» What you are asked to do
An exact transcription of all the entries below is required.

Dataset entries:
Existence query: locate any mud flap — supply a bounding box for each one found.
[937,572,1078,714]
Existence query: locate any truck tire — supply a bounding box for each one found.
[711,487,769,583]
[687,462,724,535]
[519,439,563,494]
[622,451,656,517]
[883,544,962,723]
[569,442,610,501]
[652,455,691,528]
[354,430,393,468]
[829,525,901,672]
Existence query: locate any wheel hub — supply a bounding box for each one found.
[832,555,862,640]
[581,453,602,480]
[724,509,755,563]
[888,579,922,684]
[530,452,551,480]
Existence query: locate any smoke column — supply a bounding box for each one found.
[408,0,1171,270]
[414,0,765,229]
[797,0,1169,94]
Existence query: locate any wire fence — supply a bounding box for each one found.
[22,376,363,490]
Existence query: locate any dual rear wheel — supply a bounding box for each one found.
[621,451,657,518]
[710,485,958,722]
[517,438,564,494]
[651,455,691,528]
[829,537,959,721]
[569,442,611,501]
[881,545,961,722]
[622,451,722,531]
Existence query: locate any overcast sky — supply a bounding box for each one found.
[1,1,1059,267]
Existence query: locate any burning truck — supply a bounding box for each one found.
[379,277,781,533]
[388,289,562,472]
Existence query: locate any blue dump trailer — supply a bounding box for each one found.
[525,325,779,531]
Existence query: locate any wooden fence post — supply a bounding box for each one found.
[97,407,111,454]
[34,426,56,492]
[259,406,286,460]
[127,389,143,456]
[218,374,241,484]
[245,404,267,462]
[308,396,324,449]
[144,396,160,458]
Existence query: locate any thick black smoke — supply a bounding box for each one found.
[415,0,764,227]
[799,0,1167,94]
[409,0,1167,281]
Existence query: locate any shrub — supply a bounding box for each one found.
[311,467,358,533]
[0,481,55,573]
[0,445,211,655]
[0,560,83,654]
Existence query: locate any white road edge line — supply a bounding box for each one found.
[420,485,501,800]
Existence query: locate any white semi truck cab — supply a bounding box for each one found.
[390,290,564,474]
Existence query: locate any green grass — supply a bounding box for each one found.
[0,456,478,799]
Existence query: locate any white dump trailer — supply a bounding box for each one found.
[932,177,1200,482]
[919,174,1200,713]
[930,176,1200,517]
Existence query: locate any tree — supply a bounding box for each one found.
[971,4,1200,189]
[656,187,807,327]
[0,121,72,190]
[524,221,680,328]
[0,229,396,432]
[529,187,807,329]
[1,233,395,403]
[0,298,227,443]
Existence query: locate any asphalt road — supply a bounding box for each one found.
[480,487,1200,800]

» Task output
Existence query: locate any mud flap — supply a bounding box for each one found.
[937,572,1078,714]
Existence query: locate any truck tire — supply a bounding box for each one found.
[711,487,769,583]
[687,462,724,535]
[519,439,563,494]
[622,451,656,517]
[883,544,962,723]
[569,442,610,501]
[652,455,691,528]
[354,430,393,468]
[829,525,901,672]
Existence query: locate any wheel hub — supply a bounding box for each one found.
[832,555,862,640]
[581,453,602,480]
[724,509,755,563]
[888,579,922,684]
[530,452,551,480]
Existence query: locate any smoke column — supply a bounding box for each one found.
[408,0,1171,270]
[414,0,765,229]
[797,0,1169,94]
Existence query: locate any wire fence — supply a bounding box for each one found.
[22,376,363,490]
Existence query: locate any dual rear wheel — supply a bounding box for each one found.
[621,451,657,518]
[710,485,958,722]
[517,438,564,494]
[651,455,691,528]
[829,537,959,721]
[569,442,611,501]
[881,545,961,722]
[622,451,722,531]
Existence query: locate any overcast sky — supply a bounding box for each one found.
[1,1,1059,267]
Existence query: locate any burning truck — supply a bounding box for each one found.
[379,277,781,533]
[388,289,562,472]
Existence query: locate any blue dump trailer — supply a bounding box for each one found.
[525,325,779,531]
Existence query: locate any wooden fence post — supply a bounding box for each one found.
[97,407,111,454]
[34,426,56,492]
[259,406,286,460]
[127,389,143,456]
[218,374,241,484]
[245,404,267,462]
[308,396,324,449]
[144,396,160,458]
Existence query: locate any thick black smoke — supply a bounding box for each one found.
[415,0,764,227]
[799,0,1167,94]
[409,0,1167,281]
Existence query: locate any shrub — supply a bounding box for each one found.
[311,467,358,533]
[0,481,55,573]
[0,445,211,655]
[0,560,83,654]
Existence query: locate any white road edge line — supply a bounding box for each one found.
[420,485,501,800]
Existence query: locate any white semi truck cab — supply a bounding box for each one found.
[390,290,564,474]
Existence query: locate any green grass — supply a bounding box for each one found.
[0,456,478,799]
Existence query: locate any white dump trailer — supply a bounding box for each one found.
[932,177,1200,482]
[919,174,1200,713]
[930,176,1200,517]
Existence query: locate any tree — supply a bounding box for each one found.
[971,4,1200,189]
[656,187,807,327]
[0,121,72,190]
[524,221,680,328]
[0,229,396,432]
[529,187,807,329]
[1,233,395,403]
[0,298,227,443]
Existence query: locate any asphalt road — supply a bounding box for each one found.
[480,487,1200,800]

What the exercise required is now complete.